(Stored entries)
+++++
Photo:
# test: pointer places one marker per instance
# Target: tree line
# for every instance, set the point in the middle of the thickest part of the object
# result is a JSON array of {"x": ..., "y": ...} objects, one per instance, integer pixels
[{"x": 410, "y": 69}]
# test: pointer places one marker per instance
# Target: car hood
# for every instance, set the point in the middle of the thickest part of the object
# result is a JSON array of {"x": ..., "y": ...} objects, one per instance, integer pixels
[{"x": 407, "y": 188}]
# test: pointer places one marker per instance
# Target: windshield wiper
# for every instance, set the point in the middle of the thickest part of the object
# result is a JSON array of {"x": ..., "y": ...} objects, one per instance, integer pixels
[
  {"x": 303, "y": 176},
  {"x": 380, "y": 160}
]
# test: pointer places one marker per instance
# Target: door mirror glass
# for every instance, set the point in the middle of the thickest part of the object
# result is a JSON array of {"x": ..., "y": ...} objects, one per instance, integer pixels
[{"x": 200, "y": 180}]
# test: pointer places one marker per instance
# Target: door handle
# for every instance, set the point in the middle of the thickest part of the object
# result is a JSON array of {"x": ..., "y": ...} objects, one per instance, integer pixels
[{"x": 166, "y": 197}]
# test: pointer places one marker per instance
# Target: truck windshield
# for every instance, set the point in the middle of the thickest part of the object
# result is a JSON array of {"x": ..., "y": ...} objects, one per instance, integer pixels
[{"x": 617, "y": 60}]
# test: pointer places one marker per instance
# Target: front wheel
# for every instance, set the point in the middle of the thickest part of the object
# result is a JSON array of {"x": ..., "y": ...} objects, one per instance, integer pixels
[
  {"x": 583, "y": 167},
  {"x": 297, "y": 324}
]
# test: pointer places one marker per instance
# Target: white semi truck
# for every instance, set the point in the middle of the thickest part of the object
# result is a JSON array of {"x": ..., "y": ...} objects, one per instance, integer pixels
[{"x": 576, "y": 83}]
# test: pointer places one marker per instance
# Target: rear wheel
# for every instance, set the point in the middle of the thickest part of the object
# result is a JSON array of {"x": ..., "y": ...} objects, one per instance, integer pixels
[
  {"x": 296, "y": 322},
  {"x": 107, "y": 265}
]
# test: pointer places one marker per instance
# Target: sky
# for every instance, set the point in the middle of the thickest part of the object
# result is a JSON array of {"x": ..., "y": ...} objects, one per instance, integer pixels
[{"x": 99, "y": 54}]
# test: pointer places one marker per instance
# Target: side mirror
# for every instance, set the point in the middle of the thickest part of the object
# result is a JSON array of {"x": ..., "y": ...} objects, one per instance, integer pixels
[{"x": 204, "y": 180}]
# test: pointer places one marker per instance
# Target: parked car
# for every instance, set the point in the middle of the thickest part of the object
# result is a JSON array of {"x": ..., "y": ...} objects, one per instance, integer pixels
+++++
Please output the complete data exactly.

Photo:
# test: pointer places one marker per instance
# Target: tree line
# for every instance, set the point in the middle of the thickest part of the object
# result is a JSON array of {"x": ..., "y": ...} objects, one per instance, integer pixels
[{"x": 410, "y": 69}]
# test: pointer places one marker per instance
# Target: car hood
# for every instance, set the point in the middle of the thickest part of the object
# result is a JSON array of {"x": ..., "y": ...} objects, one per instance, integer pixels
[{"x": 407, "y": 188}]
# test: pointer places one marker per instance
# Target: windshield wiper
# for every instance, set the point in the middle of the thickest part of the object
# result is a JSON array of {"x": ..., "y": ...} objects, one per instance, integer pixels
[
  {"x": 303, "y": 176},
  {"x": 380, "y": 160}
]
# test: pointer places one marker per instance
# Target: door mirror glass
# for every instance, set the point in the middle of the thickest part of the object
# result is a JSON array of {"x": ..., "y": ...} objects, one per instance, integer pixels
[{"x": 200, "y": 180}]
# test: pointer places one marker per instance
# Target: door handle
# for every instance, set the point in the middle of the thickest part of the object
# result is a JSON array of {"x": ..., "y": ...} objects, one per instance, integer pixels
[{"x": 166, "y": 197}]
# test: pointer places one marker per instance
# Target: truck windshield
# for every instance, set the point in the middle of the thickest part of the object
# result is a JSON array of {"x": ..., "y": ...} objects, one per instance, integer pixels
[{"x": 617, "y": 60}]
# test: pointer places one marker per instance
# Target: front wheel
# for every instance, set the point in the middle of the thickest part of the object
# result is a JSON array of {"x": ..., "y": ...} objects, one per instance, integer pixels
[
  {"x": 583, "y": 167},
  {"x": 297, "y": 324}
]
# test: pointer places one marker per instance
# Target: white semi truck
# for every instance, set the point in the middle of the thickest part of the object
# result is a JSON array of {"x": ..., "y": ...} objects, one per instance, integer pixels
[{"x": 576, "y": 83}]
# test: pointer places one marker per instance
# Target: rear wheel
# for every instance, set the point in the middle of the thickest part of the object
# result is a JSON array of {"x": ..., "y": ...} objects, one per instance, integer pixels
[
  {"x": 296, "y": 322},
  {"x": 107, "y": 265}
]
# test: pointer places one marker per instance
# Target: sky
# for every instance, set the point in the middle of the thickest part of the object
# result is a JSON array of {"x": ..., "y": ...} objects, one per instance, integer pixels
[{"x": 99, "y": 54}]
# test: pointer places one marker per instance
# Target: side mirror
# for every instance, set the point in the middle of the thickest part of the object
# result is a JSON array of {"x": ..., "y": ...} objects, one per instance, integer pixels
[{"x": 204, "y": 180}]
# test: pointer places one marker per instance
# Target: parked car
# for every instance, set the point in the middle of the thickest part of the object
# result is a JSON array of {"x": ..., "y": ...} objects, one per instance, integer pixels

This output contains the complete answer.